L’Inspecteur général de la police, Sunday Ehindero, est convaincu que les forces de police nigérianes, souvent critiquées, peuvent faire face à toutes les situations de crise pendant les prochaines échéances électorales du mois d’avril.

« Outre la formation générale aux tâches habituelles dévolues à la police, les recrues reçoivent en plus une formation spécifique sur la conduite générale des élections. Quant aux unités antiémeutes, elles suivent une formation et des stages intensifs pour les préparer au maintien de l’ordre pendant les élections », a déclaré M. Ehindero, de son bureau à Lagos.

Cependant, nombre de Nigérians n’en sont pas si convaincus et accusent plutôt la police de privilégier la corruption et la brutalité au respect de la démocratie.

« C’est comme s’il n’y avait pas de gouvernement ici », a déclaré Hygenus Waku, un commerçant, originaire de Lagos, où des cadavres sont fréquemment rejetés sur les berges du fleuve et où les nombreux ponts de la ville deviennent des zones interdites à la tombée de la nuit, parce que des gangs armés y érigent des barrages.

« La police ne fait rien pour vous protéger ».

Un agent de sécurité travaillant pour une institution internationale au Nigeria et qui a requis l’anonymat a indiqué qu’il avait également des doutes sur la sincérité des propos de M. Ehindero.

« La stratégie des forces armées, lorsque les rassemblements politiques dégénèrent, est de tirer sur la foule, sans discernement, de manière à faire le maximum de victimes.

« La police n’a pas d’équipement anti-émeute, elle n’a pas été formée au maintien de l’ordre et n’a aucune notion du respect des droits humains ».

Montée des tensions

L’élection des gouverneurs et députés des assemblées des 36 Etats que compte le pays doit se dérouler le 14 avril et sera suivie des élections présidentielles et fédérales, le 21 avril ; mais déjà, il y a eu des assassinats et des combats entre partisans de candidats rivaux.

Les tensions politiques sont fortes depuis que la Commission électorale nationale indépendante (INEC) a écarté la candidature d’un des principaux prétendants à la présidence, l’actuel vice-président Atiku Abubakar, accusé de corruption. Pour beaucoup d’observateurs, cela pourrait entraîner des fraudes massives.

A ces tensions s’ajoutent les conflits ethniques et confessionnels actuels. Selon la presse locale, les incidents qui se sont produits dans la ville d’Abeokuta (sud-ouest) et dans les communes rurales de l’Etat central de Benue ont fait plusieurs morts.

D’après certains analystes en sécurité et l’International Crisis Group, en particulier, les troubles auxquels la région pétrolifère du Delta du Niger est confrontée se sont transformés en mouvement insurrectionnel et les enlèvements de travailleurs expatriés y sont quasi-quotidiens, depuis quelques semaines.

Et l’approche des élections ne fait qu’exacerber ces problèmes ; les politiciens sont accusés de payer des gangs locaux, appelés ‘area boys’ (zonards), pour intimider leurs adversaires.

__________________________________________________

### Objectif a
Extrayez de la liste ci-dessous, s'il vous plaît, chaque ligne contenant le mot « green ».

### Enregistrements
__________________________________________________

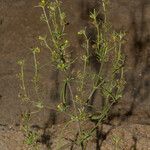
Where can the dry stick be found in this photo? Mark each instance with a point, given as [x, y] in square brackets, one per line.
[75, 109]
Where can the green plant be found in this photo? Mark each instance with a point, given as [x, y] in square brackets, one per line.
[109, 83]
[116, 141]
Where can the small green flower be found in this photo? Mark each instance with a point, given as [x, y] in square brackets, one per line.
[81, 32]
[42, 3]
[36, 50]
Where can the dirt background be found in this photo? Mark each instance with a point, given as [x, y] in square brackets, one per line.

__________________________________________________

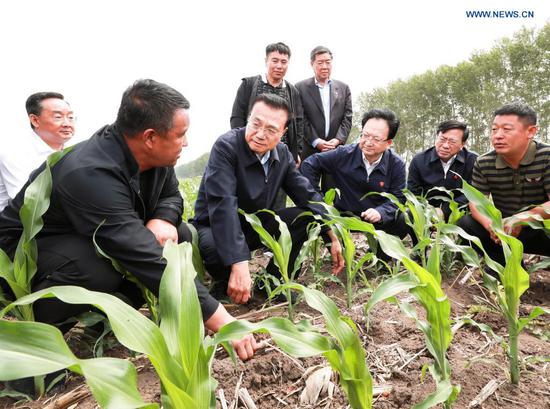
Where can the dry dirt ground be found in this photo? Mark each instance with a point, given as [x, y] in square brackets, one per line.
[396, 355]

__________________________________________________

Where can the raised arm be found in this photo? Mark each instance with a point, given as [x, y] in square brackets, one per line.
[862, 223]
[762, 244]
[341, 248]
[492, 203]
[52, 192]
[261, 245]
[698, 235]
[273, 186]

__________________________________________________

### Objectif b
Répondez aux questions suivantes d'après l'extrait choisi plus haut :
(i) À quelle date doit avoir lieu l'élection des gouverneurs et des députés des assemblées des États ?
(ii) Quel métier exerce Hygenus Waku ?
(iii) Quel candidat à la présidence l'INEC a-t-elle écarté ?

### Bonne réponse a
Where can the green plant be found in this photo? Mark each instance with a point, given as [x, y] in square brackets, one per line.
Where can the small green flower be found in this photo? Mark each instance with a point, given as [x, y] in square brackets, one per line.

### Bonne réponse b
(i) Le 14 avril.
(ii) Il est commerçant.
(iii) Atiku Abubakar, l'actuel vice-président.